• THE TASK:
Please transcribe only the lines that run from the line bearing "Would you mind spotting the woman's dark" to the end of the entries, keeping both end lines. Skip the pictures.

• PROVIDED DATA:

++++++

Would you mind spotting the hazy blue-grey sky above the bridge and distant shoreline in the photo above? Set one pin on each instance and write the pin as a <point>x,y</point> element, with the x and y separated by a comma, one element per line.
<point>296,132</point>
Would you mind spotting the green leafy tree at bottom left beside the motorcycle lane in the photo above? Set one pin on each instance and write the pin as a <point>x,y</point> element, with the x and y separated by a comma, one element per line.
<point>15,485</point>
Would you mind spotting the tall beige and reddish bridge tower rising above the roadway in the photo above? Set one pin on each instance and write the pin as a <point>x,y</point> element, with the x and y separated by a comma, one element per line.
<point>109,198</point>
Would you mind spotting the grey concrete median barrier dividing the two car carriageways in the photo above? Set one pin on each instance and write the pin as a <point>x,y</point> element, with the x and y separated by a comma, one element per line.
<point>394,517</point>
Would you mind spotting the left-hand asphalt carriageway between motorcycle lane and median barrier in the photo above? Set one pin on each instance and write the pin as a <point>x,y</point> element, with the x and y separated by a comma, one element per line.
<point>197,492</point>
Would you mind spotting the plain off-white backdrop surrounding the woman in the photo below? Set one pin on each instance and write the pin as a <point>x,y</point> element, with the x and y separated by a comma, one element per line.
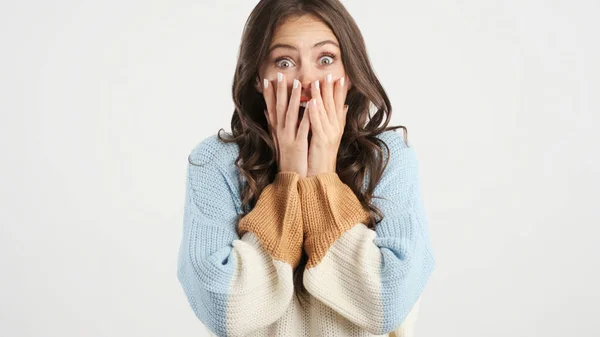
<point>101,102</point>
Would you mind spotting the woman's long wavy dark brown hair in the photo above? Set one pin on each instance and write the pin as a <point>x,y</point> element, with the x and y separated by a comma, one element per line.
<point>360,150</point>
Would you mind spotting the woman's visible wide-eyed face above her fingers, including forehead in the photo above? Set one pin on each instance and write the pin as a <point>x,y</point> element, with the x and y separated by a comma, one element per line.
<point>302,48</point>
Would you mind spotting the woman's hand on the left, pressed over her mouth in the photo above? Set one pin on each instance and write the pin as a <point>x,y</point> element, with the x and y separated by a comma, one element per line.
<point>291,139</point>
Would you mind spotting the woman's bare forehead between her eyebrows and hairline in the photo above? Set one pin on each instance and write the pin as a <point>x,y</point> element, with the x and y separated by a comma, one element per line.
<point>301,30</point>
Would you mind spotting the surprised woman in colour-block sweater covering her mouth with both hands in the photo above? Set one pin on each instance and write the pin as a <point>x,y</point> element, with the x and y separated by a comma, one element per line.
<point>309,221</point>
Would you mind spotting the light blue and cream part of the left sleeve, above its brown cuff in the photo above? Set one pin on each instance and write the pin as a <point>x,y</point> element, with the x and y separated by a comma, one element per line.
<point>220,272</point>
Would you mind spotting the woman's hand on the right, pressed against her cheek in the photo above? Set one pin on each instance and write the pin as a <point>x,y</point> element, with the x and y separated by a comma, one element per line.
<point>327,122</point>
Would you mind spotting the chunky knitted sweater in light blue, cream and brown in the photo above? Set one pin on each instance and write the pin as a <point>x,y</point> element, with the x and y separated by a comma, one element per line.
<point>236,270</point>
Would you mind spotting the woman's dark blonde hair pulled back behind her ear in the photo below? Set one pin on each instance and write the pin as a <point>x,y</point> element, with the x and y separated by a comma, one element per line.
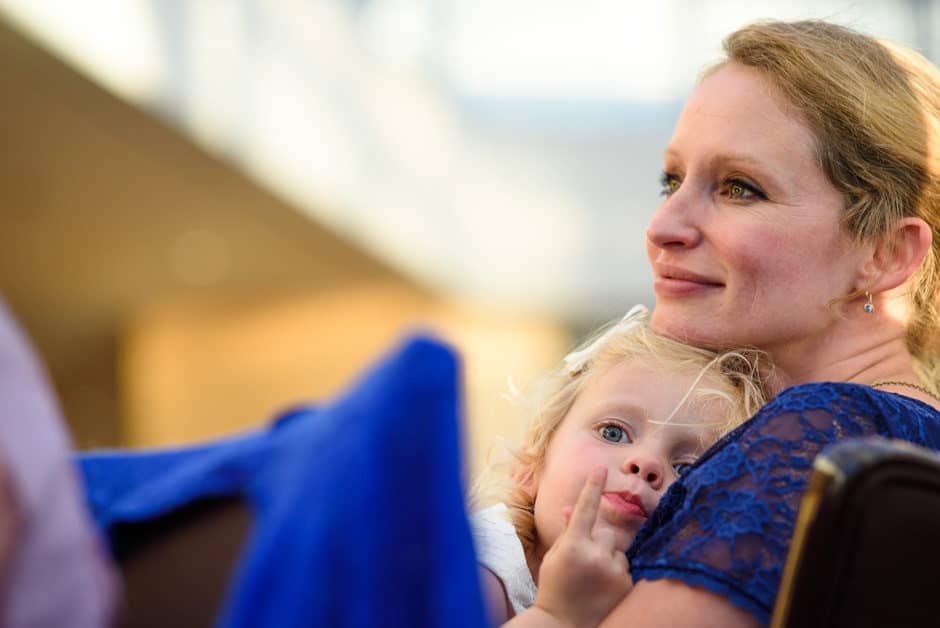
<point>873,108</point>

++++++

• EXERCISE RESULT:
Would you mind spotting the woman's dark blonde hair pulled back behind her ear in the photo below? Set one pin on each instance and write the pin as a <point>x,y</point> element, with the x and y separated by a comma, one element per line.
<point>873,108</point>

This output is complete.